FRAGMENTO DEL TEXTO:
Si trasladamos el principio copernicano a la dinámica política, podremos comprobar que los cuerpos no celestes de la política tienden a resistir el principio de la inercia buscando el movimiento que les da vida. Visto así, la libertad, incluyendo a la libertad política, es el triunfo de la movilidad sobre el principio (mortal) de la inercia. La libertad será siempre libertad de movimiento, no solo físico sino también de ideas. Es por eso que toda dictadura busca petrificar a la política convirtiendo a la ciudadanía en simple población demográfica. Pero la vida quiere vivir. No otro es el sentido de la consigna hecha canción por el movimiento San Isidro aparecido en Cuba en noviembre del 2019, Patria y vida, opuesta a la tétrica «Patria o muerte» de los Castro, hoy administrada por ese revolucionario sin revolución llamado Díaz-Canel.

*Lea también: La propaganda nazi que utiliza Maduro, por Daniel Morales

Del estallido social cubano ya sabemos lo suficiente como para percibir que se trata de un colectivo deseo de vida, de un grito desesperado por ser, de una expresión masiva por la libertad. En ese sentido, más que un movimiento político, el que hizo puesta en escena el 11-J fue un movimiento existencial. Sus antecedentes cercanos se encuentran en la rebelión cultural y urbana de los intelectuales y artistas del país. Luego, en el grito de San Antonio de los Baños, cuyos ecos despertaron muchedumbres en todo el país.

Los intelectuales y artistas viven en las urbes. La rebelión social viene de las entrañas rurales y suburbanas de la Cuba profunda. Ambos confluyeron en un solo río. El movimiento del el 11-J puede ser así considerado como una carta de presentación de su propia existencia. Espontáneo, ha sido catalogado por muchos observadores, al observar que el movimiento no posee ningún liderazgo definido.

TU TAREA:
Resume en dos oraciones el texto sobre el estallido social cubano. Responde basándote solo en el texto.

Registros contenidos en un conjunto de datos:
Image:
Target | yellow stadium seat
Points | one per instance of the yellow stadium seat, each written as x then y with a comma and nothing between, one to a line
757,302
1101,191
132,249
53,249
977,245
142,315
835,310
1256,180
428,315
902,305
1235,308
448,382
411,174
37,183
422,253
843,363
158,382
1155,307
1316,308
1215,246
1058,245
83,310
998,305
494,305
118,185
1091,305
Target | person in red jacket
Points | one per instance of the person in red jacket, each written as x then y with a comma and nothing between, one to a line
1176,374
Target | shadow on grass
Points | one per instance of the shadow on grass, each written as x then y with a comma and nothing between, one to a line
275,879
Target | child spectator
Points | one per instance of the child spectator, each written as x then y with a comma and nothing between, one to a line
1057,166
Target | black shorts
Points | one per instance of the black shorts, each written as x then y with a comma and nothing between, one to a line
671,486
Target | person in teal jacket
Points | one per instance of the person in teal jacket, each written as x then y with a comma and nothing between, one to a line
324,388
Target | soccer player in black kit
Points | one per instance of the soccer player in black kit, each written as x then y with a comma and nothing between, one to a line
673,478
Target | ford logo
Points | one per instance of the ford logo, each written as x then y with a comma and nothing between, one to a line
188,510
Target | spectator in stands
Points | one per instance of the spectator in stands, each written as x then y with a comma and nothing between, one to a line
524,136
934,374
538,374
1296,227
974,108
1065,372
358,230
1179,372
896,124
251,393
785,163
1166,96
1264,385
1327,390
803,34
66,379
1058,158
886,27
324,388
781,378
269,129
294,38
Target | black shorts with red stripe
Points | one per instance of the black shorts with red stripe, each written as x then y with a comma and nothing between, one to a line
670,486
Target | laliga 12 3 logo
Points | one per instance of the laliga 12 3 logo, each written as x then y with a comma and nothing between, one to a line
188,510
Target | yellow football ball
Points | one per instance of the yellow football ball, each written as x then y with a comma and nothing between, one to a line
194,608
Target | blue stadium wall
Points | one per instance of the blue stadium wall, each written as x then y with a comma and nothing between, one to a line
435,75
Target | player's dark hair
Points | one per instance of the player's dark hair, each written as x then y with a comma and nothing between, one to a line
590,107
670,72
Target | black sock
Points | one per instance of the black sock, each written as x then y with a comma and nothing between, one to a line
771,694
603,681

SOLUCIÓN DESARROLLADA:
El texto presenta la libertad, incluida la política, como el triunfo de la movilidad sobre la inercia y sostiene que toda dictadura busca petrificar la política; a ello opone la consigna «Patria y vida» del movimiento San Isidro frente al «Patria o muerte» de los Castro. Describe el estallido del 11-J como un movimiento más existencial que político, en el que confluyeron la rebelión urbana de intelectuales y artistas y la rebelión social de la Cuba rural y suburbana, y al que muchos observadores han catalogado de espontáneo porque no posee un liderazgo definido.